- **Document extract**

────

I always hate when that sort of thing happens. I've gotten into the habit of writing stuff that's starting to get lengthy in a notebook file that's saved on my desktop. My fingers are in the habit of hitting [alt] [f] [s] whenever I pause to ponder something. I lost a lot of stuff to power glitches, computer lock ups & bad connections, before I developed the habit.

Return it to the dust or cycling it through the priest... Your mention of Midnight Mass, Piskies never carry any over from one Mass to the next?

I think the thing about wine was entirely practical. Communicating 600+ people in both kinds is tough.

::sigh:: Take & drink, unless logistics make it too troublesome? I think one of the greatest sins of our times is impatience. Things take as long as they take & those who would stay away, because everything takes too long to suit them have missed the whole point anyway.

I have been to Mass in several different parishes, none of them with an attendance nearing anything close to 600 & none of them offered wine to the laity. Things may have changed in the last decade & since I've been to a Mass, but I had begun to think that the host had to have been dipped in the wine when people started saying they were given both elements.

────

- **Exercise details**
Write the next part of the forum discussion about Communion wine at Mass, starting after its final post. The listing that comes next has no connection to the forum discussion about Communion wine.

────

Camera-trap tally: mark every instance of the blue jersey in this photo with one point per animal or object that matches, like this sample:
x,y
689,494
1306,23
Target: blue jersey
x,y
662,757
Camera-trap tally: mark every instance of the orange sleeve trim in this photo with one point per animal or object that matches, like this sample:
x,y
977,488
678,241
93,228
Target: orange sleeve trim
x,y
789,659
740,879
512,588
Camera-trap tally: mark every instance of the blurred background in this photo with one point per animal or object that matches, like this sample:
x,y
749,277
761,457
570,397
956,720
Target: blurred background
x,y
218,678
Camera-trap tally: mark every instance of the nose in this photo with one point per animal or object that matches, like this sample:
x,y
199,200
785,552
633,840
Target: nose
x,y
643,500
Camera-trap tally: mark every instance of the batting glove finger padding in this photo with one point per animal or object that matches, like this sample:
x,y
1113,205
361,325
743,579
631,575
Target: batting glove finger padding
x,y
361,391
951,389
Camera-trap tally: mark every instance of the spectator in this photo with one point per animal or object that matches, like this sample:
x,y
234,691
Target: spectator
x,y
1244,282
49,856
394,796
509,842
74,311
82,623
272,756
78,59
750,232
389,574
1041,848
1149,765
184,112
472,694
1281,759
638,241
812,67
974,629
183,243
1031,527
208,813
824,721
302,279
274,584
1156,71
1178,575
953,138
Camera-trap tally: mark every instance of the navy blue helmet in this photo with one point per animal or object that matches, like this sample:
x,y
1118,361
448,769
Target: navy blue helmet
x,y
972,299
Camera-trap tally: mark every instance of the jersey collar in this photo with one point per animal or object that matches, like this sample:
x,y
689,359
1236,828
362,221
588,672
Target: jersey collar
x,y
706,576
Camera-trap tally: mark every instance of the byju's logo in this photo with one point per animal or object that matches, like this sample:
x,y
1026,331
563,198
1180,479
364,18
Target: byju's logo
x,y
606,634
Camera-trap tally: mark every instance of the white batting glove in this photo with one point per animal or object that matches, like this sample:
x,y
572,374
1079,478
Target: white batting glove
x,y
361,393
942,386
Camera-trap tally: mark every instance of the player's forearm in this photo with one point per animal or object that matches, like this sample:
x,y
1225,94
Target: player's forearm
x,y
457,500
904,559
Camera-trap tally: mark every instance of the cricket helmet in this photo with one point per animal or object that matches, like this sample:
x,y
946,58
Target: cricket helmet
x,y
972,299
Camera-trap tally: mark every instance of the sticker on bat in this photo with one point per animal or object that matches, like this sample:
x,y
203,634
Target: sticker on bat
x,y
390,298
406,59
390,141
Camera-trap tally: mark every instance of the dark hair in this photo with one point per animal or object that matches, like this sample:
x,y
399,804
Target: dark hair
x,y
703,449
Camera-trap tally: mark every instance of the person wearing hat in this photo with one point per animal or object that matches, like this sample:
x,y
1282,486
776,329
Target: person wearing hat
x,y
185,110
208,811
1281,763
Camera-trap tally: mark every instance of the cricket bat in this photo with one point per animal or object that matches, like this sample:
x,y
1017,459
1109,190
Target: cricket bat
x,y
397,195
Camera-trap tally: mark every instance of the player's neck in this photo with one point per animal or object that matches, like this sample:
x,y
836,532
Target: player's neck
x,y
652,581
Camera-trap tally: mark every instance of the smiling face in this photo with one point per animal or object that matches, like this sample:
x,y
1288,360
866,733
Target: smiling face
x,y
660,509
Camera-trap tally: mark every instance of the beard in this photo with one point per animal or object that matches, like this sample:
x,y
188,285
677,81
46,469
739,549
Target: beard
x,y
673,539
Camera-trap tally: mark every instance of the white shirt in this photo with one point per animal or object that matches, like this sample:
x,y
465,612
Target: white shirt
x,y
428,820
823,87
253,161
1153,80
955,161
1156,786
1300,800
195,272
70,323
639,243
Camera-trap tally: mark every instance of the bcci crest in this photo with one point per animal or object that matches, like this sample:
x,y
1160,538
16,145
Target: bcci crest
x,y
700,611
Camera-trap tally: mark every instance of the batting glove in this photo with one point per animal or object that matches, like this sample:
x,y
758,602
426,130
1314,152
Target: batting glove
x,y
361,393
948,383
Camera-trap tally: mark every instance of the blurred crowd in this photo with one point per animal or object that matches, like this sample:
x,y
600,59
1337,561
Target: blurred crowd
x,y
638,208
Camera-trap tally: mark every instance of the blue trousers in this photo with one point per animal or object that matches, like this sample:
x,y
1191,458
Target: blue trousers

────

- **Expected answer**
I think Eastern Orthodox offer a combination of the elements with some kind of a spoon, which might take a few seconds longer than just a host for each person.

Reading through resources from elsewhere (I somehow managed to lose the link), the argument against giving wine to the laity had to do with concern about the laity screwing up & spilling some of the Blood.

For the “then why use wine at all?” question the answer would be that the inability to see one’s way to perfection does n ot mean one shouldn’t try to do one’s best.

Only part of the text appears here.